* Objective
Write a continuation of the passage below about mules in South Carolina, starting after its final sentence.

* Passage given

For decades there was a lively debate over the best source of animal power- the horse, the mule, or the ox. By 1880, the mule was the dominant choice in South Carolina. Southern farmers had resisted producing their own mules, preferring to purchase them, with the majority shipped in from Kentucky and Tennessee. The typical cotton farm, 1865-1950, used mule power. One farmer with two mules could plow 16 acres a day. (With a tractor he could plow 45 acres a day, but tractors were too expensive for poor farmers who only had 40 acres.
In January, 2010, Senate Bill No. 1030 (SB1030) was introduced in the South Carolina State Senate. It proposed that that marsh tacky be adopted as the state's official heritage horse. It was passed by a vote of the Senate on April 20, 2010 and then sent to the House for consideration. In the House, SB1030 was amended to add the mule as the official state heritage work animal. Because the House added the mule to the bill, passed by the Senate in its original form, the amended SB1030 had to be returned to the Senate for another review. The Senate accepted the amended bill, now adopting the marsh tacky as the official heritage horse and the mule as the official heritage work animal.
When Governor Mark Sanford signed SB1030 on June 11, 2010, the mule was adopted as South Carolina's official state heritage work animal along with the adoption of the marsh tacky as the state's official heritage horse
Mules were rejected by northern farmers, who used a combination of horses and oxen. They were popular in the South.
Historically, they were the most important farm animal in the South. Since 1950, cotton picking machines and tractors have replaced virtually all working mules, but they are still raised by hobbyists.

* Information given
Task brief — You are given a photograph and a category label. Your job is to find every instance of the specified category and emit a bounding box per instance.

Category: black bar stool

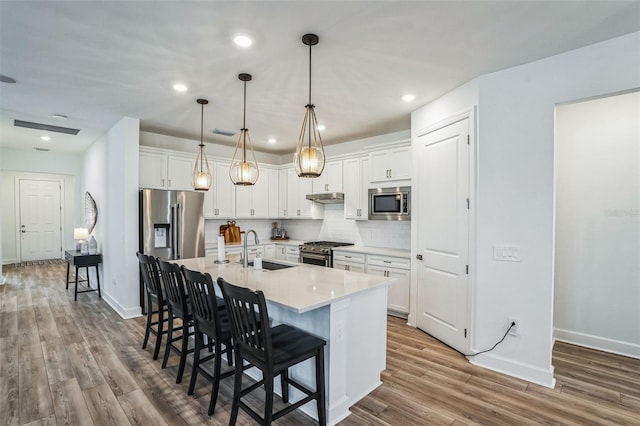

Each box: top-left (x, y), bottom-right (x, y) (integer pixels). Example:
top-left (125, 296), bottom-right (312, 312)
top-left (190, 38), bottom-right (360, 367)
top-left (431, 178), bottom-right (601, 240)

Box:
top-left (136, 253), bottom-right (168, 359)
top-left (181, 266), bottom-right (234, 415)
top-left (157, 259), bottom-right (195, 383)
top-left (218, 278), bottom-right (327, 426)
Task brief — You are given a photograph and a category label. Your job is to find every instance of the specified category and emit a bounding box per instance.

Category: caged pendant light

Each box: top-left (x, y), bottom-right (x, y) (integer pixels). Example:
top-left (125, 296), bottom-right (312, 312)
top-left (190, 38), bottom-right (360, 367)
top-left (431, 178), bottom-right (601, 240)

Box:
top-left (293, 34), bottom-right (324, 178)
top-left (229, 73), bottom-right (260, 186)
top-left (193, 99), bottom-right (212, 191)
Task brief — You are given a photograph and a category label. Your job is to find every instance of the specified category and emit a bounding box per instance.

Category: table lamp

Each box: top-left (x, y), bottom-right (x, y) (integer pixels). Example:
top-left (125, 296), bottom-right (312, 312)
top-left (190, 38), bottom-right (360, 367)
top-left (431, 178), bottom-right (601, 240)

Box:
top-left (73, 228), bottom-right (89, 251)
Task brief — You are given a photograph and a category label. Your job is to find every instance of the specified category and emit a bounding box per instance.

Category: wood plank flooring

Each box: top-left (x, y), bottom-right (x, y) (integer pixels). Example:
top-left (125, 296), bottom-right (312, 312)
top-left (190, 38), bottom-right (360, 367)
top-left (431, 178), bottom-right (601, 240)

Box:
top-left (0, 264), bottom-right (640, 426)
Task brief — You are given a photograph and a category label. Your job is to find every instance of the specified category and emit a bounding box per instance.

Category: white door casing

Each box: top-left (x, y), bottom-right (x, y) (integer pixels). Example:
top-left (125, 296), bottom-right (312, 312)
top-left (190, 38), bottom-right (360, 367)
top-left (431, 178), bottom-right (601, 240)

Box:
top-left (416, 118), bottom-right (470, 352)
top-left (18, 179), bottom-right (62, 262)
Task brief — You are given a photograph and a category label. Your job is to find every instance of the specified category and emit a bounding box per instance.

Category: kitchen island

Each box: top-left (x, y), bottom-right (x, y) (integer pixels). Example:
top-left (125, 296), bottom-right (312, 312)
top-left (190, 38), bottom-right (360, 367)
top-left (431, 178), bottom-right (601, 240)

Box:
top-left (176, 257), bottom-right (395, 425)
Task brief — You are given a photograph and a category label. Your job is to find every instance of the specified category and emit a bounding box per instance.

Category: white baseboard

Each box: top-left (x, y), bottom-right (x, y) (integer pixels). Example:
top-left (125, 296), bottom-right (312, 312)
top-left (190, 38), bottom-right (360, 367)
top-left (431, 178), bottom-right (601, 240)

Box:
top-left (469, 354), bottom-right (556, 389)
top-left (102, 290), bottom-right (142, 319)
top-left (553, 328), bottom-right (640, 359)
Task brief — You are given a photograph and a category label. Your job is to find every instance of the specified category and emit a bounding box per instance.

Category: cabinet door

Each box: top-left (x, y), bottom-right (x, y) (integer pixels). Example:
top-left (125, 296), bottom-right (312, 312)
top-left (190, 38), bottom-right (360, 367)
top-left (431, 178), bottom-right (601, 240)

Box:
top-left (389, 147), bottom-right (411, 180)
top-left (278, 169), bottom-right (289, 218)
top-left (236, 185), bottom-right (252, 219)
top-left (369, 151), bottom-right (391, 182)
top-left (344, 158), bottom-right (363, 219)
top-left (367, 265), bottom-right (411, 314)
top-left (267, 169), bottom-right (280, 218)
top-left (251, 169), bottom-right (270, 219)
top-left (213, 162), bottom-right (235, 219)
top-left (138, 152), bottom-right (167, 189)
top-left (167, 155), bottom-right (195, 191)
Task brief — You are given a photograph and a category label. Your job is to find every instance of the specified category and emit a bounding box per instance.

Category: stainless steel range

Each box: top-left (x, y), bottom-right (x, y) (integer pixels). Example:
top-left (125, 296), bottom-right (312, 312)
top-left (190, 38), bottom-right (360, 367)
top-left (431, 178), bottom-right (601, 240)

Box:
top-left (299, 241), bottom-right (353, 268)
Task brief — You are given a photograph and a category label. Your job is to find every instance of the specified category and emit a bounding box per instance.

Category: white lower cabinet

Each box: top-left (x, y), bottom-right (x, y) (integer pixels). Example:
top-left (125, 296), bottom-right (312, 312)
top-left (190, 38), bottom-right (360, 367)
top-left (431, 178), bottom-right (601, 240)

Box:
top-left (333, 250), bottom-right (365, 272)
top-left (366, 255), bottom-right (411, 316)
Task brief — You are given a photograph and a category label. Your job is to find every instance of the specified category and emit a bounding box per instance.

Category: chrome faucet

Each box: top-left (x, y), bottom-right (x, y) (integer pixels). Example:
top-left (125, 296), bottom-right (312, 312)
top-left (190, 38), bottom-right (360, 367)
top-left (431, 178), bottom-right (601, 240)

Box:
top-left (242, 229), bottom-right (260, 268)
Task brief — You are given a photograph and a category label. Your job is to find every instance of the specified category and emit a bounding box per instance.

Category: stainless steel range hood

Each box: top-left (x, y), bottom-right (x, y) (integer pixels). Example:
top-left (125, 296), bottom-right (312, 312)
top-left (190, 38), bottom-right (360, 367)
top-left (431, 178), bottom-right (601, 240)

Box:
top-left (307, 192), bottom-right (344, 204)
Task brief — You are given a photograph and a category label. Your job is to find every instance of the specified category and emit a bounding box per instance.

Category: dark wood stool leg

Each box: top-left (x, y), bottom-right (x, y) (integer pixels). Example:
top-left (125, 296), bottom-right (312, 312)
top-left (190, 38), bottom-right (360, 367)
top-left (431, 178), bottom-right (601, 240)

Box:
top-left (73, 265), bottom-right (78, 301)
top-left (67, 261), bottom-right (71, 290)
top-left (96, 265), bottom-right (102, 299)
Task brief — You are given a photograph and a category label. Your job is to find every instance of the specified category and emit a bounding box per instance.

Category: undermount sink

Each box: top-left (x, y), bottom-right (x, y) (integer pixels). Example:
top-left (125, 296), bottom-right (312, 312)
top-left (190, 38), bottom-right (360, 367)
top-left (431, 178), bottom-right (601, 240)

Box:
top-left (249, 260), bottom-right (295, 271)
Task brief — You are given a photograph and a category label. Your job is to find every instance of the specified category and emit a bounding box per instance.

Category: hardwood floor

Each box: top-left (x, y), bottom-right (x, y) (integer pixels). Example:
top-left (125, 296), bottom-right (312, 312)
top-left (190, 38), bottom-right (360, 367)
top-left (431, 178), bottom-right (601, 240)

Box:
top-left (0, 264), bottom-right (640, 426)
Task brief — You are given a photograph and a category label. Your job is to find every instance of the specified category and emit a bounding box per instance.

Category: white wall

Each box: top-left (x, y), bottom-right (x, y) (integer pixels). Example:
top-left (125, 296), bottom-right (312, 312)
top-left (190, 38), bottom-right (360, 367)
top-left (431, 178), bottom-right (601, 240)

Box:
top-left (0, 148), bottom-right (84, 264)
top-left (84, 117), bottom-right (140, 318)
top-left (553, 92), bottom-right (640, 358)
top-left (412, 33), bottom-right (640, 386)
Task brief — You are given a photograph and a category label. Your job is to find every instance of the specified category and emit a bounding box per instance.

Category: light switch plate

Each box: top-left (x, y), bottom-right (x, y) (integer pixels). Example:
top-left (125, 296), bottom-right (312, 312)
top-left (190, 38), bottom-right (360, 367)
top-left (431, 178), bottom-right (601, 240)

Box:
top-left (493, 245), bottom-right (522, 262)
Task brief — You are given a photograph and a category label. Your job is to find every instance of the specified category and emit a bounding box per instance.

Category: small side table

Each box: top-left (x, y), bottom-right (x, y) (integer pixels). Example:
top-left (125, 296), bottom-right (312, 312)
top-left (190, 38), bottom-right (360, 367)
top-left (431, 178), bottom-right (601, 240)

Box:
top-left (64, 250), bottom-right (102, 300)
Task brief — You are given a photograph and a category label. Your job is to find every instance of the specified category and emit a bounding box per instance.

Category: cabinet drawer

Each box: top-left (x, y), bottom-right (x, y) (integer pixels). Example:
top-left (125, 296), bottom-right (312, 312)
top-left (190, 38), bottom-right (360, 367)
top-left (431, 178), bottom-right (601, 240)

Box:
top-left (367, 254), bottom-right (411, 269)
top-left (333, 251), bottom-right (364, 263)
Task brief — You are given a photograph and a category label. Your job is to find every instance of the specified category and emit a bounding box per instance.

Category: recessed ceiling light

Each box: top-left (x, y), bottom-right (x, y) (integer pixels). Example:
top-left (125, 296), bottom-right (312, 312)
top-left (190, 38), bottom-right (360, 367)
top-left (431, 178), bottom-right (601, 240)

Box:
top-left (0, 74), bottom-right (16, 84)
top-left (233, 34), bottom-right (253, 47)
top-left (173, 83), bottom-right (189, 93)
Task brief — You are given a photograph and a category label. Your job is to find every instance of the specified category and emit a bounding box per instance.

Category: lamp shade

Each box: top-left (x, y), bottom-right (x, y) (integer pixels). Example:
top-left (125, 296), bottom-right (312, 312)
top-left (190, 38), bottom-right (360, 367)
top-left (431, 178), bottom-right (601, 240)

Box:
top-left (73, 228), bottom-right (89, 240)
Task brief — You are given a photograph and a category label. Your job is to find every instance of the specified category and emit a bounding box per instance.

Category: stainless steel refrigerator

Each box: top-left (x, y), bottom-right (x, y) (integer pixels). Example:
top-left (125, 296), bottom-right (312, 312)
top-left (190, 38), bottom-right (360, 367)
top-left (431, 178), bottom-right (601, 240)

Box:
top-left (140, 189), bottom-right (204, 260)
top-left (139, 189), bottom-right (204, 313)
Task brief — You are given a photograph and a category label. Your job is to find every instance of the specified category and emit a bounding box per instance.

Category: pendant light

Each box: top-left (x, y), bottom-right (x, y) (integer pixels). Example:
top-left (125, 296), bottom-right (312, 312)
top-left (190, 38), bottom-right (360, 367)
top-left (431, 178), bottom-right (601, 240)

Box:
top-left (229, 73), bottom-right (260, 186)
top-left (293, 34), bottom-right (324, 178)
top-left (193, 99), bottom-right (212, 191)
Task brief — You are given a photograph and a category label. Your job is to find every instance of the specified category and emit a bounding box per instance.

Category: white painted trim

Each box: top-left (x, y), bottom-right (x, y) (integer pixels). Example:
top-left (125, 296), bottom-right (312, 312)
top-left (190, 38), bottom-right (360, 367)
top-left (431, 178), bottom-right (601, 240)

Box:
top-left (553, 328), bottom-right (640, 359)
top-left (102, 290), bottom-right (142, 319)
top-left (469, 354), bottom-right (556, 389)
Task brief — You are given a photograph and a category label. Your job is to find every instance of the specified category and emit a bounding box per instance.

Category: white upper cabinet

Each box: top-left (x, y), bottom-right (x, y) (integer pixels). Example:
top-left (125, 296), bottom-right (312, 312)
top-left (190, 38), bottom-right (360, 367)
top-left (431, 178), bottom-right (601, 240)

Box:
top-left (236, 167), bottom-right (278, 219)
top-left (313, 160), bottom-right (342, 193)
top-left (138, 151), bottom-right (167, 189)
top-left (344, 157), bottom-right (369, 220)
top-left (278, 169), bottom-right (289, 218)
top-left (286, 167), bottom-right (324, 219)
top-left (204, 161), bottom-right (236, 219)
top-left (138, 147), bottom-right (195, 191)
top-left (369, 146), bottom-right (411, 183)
---
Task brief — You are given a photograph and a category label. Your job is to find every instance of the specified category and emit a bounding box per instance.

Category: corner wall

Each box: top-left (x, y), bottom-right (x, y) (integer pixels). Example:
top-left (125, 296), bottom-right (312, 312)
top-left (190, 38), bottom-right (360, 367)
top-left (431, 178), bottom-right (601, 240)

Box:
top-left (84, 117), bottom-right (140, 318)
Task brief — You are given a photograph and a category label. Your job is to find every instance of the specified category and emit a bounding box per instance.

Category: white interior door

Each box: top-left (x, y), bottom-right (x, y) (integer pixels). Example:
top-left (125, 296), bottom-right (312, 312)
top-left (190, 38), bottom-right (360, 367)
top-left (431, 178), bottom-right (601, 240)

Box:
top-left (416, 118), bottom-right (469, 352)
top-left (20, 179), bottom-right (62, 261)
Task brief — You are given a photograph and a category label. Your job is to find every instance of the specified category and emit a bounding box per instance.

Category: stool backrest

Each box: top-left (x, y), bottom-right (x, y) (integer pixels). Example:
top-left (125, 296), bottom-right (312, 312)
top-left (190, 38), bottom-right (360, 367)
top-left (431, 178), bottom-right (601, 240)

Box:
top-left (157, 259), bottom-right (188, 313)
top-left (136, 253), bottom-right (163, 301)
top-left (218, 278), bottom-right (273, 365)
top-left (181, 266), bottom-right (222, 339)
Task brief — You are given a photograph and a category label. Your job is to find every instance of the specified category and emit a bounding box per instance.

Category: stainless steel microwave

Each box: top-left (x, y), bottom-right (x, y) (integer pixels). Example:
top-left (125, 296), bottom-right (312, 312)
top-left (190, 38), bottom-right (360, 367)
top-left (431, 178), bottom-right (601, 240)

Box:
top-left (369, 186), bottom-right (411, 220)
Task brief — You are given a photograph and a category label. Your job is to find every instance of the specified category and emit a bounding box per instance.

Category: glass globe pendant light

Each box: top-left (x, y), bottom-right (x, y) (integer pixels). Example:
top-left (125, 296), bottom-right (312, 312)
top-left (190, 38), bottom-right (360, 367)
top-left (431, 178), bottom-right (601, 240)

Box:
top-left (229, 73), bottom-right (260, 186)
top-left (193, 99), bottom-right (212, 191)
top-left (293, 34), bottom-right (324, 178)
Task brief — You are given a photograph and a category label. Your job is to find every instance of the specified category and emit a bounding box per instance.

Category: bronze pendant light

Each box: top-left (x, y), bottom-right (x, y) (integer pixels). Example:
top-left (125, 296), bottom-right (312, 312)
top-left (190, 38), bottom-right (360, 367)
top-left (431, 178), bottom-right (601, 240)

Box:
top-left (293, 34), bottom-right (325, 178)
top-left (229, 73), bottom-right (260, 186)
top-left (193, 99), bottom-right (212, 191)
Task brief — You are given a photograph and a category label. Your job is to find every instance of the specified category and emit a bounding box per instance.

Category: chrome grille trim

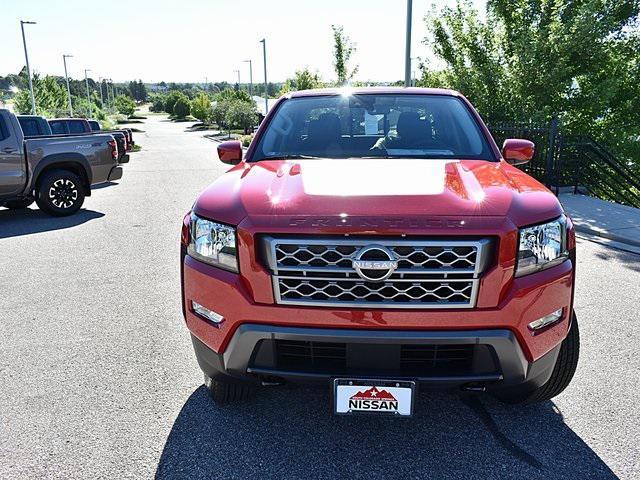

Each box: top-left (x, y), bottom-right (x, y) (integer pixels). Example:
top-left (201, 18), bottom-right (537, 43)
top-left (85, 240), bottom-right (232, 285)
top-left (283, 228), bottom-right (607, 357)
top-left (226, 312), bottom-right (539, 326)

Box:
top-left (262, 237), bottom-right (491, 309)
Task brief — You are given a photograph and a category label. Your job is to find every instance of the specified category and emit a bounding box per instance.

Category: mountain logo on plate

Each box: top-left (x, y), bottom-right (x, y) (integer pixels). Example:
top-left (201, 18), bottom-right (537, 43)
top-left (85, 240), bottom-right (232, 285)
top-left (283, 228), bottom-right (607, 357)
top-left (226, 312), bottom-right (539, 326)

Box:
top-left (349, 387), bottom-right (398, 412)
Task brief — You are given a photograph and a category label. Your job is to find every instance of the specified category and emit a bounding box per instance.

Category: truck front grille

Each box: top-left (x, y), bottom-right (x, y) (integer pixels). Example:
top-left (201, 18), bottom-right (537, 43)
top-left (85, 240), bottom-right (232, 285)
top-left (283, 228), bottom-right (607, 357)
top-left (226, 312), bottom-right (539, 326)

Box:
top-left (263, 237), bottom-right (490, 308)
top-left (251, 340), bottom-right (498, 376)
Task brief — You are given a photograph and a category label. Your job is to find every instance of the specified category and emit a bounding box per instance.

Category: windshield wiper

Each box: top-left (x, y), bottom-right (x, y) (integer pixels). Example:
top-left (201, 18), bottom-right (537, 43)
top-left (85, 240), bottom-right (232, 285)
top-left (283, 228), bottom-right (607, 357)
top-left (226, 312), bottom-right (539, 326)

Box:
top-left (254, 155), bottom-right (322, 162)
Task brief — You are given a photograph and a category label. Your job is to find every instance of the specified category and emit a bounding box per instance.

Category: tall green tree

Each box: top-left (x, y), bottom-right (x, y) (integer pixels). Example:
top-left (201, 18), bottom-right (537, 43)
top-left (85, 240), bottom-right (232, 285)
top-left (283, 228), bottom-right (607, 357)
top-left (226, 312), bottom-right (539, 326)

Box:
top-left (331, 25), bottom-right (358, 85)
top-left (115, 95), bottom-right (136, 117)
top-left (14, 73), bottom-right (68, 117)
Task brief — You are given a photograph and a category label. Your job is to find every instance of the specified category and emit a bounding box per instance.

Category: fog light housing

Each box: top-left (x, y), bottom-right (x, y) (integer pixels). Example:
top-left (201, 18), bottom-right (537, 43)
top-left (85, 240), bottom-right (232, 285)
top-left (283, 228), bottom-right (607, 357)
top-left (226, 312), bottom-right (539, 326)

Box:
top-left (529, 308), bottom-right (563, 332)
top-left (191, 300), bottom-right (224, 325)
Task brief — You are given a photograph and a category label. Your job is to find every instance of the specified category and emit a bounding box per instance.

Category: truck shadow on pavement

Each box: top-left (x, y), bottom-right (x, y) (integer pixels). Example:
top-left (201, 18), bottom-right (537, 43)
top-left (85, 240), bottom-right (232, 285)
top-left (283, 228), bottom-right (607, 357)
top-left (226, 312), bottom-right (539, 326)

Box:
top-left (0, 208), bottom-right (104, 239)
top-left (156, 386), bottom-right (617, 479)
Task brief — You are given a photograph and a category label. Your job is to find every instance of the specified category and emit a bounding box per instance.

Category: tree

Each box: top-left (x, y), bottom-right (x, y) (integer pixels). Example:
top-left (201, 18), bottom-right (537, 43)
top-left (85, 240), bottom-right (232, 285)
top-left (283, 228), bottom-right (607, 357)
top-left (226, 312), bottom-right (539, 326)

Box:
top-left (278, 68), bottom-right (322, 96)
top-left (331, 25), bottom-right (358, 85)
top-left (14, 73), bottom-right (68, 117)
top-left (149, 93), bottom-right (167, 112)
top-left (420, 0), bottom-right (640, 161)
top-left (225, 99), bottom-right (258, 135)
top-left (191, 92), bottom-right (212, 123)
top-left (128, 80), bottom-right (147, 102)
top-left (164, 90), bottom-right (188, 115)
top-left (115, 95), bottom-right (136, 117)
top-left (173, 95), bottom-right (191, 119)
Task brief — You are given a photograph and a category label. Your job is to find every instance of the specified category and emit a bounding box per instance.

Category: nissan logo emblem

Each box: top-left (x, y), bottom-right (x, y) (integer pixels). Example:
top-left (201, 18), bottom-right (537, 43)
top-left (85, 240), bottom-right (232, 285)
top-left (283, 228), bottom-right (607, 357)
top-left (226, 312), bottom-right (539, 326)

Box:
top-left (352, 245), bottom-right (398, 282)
==
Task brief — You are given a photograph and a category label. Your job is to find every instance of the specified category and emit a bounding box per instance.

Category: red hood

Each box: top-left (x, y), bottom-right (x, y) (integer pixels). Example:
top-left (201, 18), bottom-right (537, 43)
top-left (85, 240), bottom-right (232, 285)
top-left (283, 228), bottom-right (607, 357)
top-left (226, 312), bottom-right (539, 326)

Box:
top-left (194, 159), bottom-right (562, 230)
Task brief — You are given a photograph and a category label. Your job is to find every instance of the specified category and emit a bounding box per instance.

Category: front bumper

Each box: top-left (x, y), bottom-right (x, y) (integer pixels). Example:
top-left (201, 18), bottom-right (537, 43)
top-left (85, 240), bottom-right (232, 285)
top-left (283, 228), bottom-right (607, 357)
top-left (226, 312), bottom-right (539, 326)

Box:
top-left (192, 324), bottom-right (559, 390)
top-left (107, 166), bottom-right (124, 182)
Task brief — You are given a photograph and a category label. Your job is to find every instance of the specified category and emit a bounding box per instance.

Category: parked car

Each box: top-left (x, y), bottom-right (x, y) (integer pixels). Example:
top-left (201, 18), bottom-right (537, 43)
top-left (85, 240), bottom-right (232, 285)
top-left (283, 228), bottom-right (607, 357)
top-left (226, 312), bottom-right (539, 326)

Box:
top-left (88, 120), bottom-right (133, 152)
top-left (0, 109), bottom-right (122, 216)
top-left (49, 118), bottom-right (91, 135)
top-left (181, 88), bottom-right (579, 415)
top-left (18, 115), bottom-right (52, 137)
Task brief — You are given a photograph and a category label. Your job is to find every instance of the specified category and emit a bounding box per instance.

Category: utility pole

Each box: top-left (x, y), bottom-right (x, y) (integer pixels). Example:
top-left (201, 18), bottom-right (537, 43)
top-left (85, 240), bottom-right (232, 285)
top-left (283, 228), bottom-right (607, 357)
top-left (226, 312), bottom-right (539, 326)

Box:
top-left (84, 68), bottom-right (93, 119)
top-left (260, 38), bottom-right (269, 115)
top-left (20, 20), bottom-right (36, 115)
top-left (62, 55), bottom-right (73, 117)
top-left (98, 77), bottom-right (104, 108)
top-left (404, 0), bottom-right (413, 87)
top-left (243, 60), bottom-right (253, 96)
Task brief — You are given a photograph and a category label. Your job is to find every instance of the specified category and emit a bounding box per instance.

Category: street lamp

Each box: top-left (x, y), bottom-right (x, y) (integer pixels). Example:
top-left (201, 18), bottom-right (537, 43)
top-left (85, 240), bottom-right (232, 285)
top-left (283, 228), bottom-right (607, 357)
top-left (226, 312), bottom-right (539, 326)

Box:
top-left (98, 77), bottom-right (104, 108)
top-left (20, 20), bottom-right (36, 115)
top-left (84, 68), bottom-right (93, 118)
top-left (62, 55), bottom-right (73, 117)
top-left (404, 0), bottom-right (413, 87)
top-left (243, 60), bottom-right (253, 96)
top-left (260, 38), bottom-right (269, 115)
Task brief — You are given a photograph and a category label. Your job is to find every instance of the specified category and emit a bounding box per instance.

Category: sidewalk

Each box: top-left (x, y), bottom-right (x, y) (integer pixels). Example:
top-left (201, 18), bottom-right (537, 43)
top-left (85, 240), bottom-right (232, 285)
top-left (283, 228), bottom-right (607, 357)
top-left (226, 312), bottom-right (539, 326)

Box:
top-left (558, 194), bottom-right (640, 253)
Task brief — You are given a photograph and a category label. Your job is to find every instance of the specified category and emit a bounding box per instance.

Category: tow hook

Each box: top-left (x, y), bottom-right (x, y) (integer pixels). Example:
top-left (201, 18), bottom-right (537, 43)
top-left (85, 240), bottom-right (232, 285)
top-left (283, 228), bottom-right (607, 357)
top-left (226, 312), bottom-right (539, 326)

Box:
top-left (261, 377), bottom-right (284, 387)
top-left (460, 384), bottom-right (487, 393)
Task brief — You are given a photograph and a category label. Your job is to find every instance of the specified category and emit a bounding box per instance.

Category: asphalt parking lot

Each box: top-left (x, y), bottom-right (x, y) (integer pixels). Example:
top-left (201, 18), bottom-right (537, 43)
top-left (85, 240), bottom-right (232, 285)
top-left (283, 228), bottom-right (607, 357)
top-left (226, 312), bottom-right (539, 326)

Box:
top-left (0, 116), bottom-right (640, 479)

* Output of the exercise
Southern farmers made the mule their preferred draft animal in the South during the 1860s-1920s, primarily because it fit better with the region's geography. Mules better withstood the heat of summer, and their smaller size and hooves were well suited for such crops as cotton, tobacco, and sugar. The character of soils and climate in the lower South hindered the creation of pastures, so mule breeding tended to concentrate in the border states of Missouri, Kentucky, and Tennessee.
The mule has characteristics of both parents. It has the long ears, tufted tail, and slender legs and hoofs of the donkey, but in coat, shape height and weight is more like the larger horse. Like the donkey, it brays when the horse neighs and has an obstinate, cautious disposition. The tail is always different; horses have a short tailbone with long hair, while mules have a long tailbone with a tassel at the end.
Mules on average are 15-17 hands tall and weigh 1,100 to 1,400 pounds.
While the mule pulls more slowly than the horse, it is more sure-footed and works better under difficult conditions. It is peculiar in many ways and difficult to handle. The owner usually waits until the mule is fully mature (about 5 years old) before assigning heavy work duties.
The mule combines the patience, sure-footedness and endurance of the donkey with the vigor and strength of the horse. It has a thicker, less sensitive hide than the horse, and can wear a harness longer. It is smaller and eats less, and will eat rougher food than a horse. In the late 19th and early 20th century, mules cost 10% to 15% more than horses.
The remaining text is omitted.